§ EXERCISE DIRECTIONS: Work out the number of lines below containing the word "dress" and give nothing besides it.

§ EXERCISE DATA:
□ □ □ □ □
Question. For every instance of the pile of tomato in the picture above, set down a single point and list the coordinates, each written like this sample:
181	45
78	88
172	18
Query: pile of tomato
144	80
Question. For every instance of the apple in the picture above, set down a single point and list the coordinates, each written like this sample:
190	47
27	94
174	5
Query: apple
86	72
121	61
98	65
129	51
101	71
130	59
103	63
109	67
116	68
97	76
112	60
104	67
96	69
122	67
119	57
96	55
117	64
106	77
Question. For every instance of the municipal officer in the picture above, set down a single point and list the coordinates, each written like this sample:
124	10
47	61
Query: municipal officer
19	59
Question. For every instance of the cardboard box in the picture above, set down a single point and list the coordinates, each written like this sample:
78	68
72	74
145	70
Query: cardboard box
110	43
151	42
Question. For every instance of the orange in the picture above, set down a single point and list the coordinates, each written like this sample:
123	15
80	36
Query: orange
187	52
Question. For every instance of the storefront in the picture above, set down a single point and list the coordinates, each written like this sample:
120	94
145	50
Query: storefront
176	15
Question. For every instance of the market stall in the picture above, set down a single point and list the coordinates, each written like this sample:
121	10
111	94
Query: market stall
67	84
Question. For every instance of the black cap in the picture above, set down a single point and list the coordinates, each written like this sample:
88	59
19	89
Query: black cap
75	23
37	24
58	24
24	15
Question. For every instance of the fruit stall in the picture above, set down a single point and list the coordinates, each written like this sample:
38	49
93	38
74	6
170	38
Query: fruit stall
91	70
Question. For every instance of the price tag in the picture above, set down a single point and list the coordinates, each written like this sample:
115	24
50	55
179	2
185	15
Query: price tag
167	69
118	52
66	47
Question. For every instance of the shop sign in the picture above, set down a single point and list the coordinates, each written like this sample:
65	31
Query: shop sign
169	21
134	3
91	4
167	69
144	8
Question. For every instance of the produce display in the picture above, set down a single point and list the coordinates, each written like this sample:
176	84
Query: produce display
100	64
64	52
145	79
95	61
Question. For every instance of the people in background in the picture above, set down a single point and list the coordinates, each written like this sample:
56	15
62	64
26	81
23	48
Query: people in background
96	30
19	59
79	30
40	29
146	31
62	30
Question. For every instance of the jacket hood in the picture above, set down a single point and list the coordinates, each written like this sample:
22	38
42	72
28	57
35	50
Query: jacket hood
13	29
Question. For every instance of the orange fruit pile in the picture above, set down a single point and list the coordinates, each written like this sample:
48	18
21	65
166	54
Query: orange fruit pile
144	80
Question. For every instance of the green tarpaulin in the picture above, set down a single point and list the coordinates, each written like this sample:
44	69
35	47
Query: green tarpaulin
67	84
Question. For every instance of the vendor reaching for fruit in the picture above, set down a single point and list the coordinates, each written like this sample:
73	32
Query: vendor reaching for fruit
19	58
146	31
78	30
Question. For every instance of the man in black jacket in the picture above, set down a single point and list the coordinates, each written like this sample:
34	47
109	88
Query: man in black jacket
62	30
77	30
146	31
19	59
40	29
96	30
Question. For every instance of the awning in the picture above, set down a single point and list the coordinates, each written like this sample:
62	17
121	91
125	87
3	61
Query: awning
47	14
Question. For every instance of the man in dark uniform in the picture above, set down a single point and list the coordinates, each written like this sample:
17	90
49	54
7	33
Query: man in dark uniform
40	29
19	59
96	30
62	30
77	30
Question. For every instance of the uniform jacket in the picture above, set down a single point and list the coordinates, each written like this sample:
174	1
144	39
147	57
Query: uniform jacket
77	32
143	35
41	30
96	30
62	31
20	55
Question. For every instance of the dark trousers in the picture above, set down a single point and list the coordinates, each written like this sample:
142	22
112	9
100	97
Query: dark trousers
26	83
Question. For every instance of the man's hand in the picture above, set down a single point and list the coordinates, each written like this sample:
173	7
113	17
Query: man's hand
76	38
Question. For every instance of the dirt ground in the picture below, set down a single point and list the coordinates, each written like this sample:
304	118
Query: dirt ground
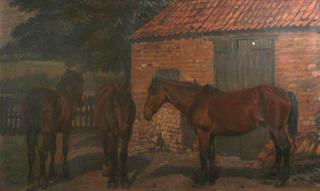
147	171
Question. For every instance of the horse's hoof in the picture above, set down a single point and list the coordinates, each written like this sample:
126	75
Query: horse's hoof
125	183
280	183
112	184
104	173
31	188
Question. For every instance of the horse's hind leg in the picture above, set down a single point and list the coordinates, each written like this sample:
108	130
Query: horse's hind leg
65	149
106	158
125	183
53	149
211	155
275	170
43	153
283	145
203	138
31	141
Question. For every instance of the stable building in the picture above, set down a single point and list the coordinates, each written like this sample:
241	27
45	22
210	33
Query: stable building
233	44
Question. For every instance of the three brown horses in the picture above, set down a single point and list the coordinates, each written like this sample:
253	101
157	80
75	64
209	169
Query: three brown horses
213	112
114	115
45	112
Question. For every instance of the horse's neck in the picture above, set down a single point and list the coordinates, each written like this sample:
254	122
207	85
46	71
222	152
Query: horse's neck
181	97
70	101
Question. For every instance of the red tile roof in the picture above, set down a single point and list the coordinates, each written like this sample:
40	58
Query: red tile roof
205	16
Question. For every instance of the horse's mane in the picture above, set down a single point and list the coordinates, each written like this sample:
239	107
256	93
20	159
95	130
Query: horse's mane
184	83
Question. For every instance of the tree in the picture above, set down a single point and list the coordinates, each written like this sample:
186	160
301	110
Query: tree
89	32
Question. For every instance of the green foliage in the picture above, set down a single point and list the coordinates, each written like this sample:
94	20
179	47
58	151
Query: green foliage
88	32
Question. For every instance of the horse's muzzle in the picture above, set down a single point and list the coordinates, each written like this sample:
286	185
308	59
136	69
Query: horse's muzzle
147	116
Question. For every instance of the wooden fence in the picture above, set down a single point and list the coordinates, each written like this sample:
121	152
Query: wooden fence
10	115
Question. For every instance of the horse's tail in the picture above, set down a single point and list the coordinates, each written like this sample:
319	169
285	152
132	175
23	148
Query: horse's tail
293	117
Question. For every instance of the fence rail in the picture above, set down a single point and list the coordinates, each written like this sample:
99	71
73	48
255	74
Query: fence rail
10	115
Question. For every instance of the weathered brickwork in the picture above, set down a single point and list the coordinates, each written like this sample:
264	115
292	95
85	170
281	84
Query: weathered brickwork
194	59
297	69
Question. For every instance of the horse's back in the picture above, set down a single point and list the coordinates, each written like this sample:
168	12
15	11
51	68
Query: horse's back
115	105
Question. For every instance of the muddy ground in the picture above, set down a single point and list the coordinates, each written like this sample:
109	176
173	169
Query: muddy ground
147	171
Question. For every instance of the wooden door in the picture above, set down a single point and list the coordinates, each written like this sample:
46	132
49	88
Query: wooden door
240	64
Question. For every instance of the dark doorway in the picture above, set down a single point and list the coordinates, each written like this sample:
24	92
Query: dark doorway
240	64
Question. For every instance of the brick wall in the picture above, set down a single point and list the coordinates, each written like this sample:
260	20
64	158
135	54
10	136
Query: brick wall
298	70
194	59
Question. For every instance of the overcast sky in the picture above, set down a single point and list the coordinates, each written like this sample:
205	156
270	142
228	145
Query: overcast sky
9	18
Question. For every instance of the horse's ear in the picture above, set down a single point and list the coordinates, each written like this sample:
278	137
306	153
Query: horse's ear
157	78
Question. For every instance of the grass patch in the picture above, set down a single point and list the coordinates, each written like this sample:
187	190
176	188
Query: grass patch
13	162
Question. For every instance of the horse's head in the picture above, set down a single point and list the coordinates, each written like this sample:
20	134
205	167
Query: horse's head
72	83
155	99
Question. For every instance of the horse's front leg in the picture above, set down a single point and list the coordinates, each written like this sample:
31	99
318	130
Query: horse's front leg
65	150
125	183
113	142
212	161
203	151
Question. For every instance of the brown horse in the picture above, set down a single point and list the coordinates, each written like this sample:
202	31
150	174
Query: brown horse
213	112
46	112
114	115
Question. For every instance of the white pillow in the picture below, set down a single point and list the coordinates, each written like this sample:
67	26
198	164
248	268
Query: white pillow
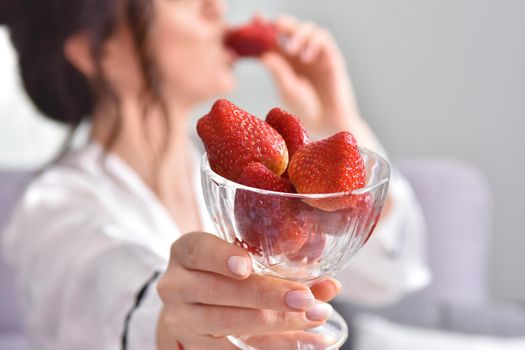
374	333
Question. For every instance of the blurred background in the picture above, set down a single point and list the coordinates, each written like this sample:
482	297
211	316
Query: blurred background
435	79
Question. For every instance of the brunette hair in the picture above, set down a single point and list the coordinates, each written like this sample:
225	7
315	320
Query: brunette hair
39	29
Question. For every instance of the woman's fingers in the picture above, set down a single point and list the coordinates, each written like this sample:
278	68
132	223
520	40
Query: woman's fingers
289	341
326	290
219	321
205	252
256	292
282	71
304	40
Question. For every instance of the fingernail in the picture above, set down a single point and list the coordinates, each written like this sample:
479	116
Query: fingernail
299	299
238	265
319	312
291	45
338	285
307	56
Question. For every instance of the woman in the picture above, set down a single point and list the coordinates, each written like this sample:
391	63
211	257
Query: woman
90	240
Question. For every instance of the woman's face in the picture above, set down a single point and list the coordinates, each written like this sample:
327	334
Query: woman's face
186	41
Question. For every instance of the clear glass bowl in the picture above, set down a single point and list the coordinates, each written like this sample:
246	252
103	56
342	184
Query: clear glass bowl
289	236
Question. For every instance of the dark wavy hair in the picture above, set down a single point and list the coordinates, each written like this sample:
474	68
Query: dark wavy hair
39	30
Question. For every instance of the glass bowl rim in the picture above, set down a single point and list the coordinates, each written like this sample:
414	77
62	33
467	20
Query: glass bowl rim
222	181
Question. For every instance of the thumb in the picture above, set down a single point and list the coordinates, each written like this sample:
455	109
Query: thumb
282	71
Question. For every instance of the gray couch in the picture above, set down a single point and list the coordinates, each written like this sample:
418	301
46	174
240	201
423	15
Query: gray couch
457	206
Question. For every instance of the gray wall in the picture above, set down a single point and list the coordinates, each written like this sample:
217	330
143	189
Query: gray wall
434	78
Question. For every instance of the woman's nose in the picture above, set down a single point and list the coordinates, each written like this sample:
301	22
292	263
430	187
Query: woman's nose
215	9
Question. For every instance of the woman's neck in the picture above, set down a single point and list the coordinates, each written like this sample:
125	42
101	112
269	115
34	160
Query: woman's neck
159	151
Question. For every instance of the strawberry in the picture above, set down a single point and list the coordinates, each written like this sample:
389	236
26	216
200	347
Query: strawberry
329	166
310	251
266	222
291	129
252	40
233	138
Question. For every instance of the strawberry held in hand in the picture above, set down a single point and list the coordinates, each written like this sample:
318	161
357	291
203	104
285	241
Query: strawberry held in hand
252	40
233	138
267	223
329	166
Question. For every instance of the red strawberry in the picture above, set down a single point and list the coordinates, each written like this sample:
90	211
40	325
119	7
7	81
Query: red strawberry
291	129
233	138
329	166
252	40
311	250
267	222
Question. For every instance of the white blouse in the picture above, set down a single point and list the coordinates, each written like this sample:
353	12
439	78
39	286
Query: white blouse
89	239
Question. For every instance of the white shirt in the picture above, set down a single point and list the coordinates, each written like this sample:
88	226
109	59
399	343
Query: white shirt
88	235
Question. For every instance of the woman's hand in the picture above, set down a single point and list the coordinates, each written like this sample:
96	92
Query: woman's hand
313	81
208	293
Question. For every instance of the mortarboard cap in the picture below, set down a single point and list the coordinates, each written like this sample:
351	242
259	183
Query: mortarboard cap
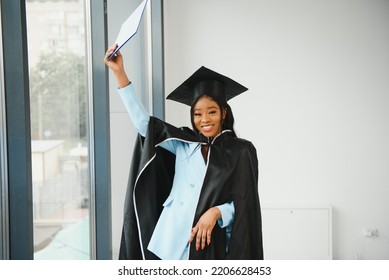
206	82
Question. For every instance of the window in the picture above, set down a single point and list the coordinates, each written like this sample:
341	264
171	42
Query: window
3	158
59	130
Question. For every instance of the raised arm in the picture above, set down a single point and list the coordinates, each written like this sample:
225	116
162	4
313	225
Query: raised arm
117	67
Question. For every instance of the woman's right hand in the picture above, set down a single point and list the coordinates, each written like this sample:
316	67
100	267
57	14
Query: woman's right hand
117	67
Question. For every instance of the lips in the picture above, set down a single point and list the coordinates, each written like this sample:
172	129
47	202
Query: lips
207	128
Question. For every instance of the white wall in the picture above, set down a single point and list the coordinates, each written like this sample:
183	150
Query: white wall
317	108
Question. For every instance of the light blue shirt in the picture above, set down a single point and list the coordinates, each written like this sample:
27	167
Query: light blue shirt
173	229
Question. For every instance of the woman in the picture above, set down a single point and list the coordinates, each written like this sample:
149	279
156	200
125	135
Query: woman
191	194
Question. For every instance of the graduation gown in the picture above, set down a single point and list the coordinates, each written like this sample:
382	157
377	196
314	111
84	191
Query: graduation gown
231	175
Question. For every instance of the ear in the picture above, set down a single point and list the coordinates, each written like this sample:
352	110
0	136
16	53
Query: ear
224	113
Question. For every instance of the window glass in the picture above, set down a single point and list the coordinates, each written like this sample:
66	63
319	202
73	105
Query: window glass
59	128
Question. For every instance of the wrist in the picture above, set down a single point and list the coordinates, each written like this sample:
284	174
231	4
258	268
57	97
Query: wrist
217	213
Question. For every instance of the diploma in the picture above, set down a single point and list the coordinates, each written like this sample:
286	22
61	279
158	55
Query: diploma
129	28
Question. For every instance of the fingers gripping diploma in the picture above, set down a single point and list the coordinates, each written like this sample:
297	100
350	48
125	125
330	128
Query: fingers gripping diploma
203	230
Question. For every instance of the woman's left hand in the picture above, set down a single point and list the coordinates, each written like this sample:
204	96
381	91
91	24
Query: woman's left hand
203	229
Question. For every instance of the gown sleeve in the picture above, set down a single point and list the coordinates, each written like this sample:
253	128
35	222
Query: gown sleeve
139	115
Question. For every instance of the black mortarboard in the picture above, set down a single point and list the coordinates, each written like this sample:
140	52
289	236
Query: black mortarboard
206	82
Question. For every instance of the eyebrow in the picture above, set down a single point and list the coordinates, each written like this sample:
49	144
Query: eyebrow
208	108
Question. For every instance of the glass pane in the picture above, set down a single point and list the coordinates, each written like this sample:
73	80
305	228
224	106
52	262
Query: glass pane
2	146
59	128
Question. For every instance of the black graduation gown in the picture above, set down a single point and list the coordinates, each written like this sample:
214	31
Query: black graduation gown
232	175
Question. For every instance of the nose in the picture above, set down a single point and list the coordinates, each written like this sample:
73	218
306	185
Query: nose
204	118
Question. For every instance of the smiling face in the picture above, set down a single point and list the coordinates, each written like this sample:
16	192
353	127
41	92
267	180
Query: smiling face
207	117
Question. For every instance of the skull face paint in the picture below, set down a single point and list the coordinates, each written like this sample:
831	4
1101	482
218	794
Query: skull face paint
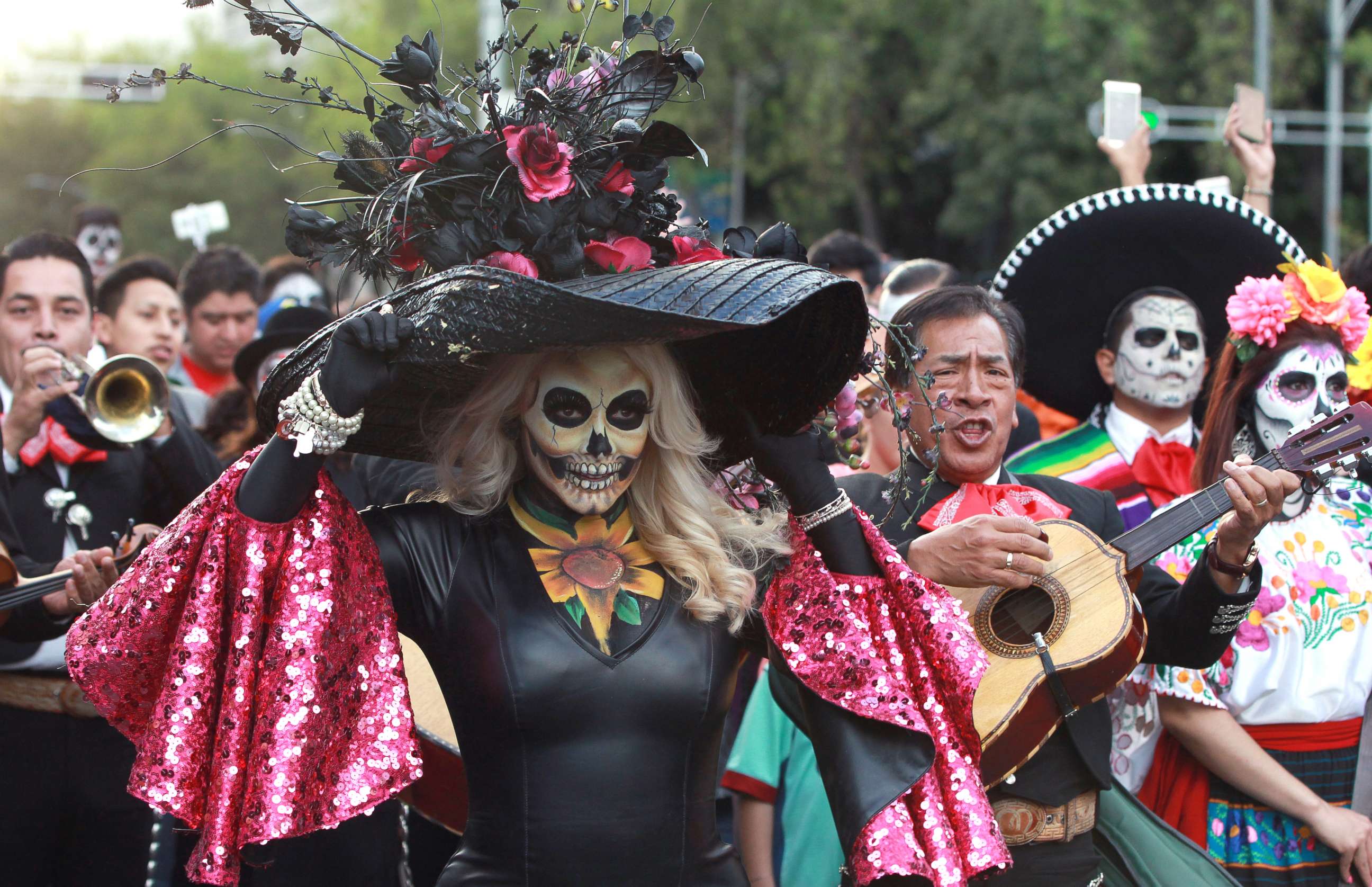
588	427
1161	360
1310	379
102	245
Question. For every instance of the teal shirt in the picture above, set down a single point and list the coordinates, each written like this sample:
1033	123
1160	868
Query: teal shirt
772	757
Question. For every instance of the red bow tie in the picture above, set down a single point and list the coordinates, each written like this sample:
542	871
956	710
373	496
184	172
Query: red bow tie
1164	470
992	499
52	440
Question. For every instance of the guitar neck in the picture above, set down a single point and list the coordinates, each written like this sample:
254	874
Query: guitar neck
1161	532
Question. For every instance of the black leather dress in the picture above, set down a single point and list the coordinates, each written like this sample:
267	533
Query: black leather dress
□ □ □ □ □
§ FINAL ANSWER: 2